◆ Exercise task
Tally the lines in the items below that contain the string "bracket", and give only the number.

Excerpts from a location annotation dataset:
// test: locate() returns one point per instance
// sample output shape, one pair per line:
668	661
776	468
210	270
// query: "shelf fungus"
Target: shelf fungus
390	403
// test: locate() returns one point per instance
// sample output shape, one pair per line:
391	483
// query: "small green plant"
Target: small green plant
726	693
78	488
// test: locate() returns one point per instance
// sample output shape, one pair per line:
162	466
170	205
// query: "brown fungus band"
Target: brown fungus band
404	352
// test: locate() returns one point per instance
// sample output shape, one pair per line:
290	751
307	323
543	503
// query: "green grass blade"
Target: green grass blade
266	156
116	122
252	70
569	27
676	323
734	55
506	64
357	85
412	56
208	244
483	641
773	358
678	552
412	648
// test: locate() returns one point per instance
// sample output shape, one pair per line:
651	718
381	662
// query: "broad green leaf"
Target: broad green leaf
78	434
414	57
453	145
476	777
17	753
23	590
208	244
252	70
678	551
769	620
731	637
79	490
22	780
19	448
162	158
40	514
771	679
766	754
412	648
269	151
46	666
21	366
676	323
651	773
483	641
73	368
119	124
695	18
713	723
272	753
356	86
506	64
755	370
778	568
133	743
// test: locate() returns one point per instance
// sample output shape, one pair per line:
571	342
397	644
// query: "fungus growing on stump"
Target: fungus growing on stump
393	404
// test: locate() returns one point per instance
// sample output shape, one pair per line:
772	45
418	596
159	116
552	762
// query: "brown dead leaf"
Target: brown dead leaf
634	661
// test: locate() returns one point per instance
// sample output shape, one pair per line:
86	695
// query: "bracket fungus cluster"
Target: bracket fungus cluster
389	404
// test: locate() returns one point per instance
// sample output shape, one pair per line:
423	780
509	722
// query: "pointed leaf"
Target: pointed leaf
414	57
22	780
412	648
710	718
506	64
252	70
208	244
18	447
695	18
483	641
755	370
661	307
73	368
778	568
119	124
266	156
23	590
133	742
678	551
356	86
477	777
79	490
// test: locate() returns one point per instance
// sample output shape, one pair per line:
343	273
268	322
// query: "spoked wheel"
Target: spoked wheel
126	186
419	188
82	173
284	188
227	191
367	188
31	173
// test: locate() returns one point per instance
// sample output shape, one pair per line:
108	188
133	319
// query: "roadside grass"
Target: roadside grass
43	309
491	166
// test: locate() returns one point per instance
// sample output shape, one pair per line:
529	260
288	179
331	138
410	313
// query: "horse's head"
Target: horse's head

◆ Answer below
2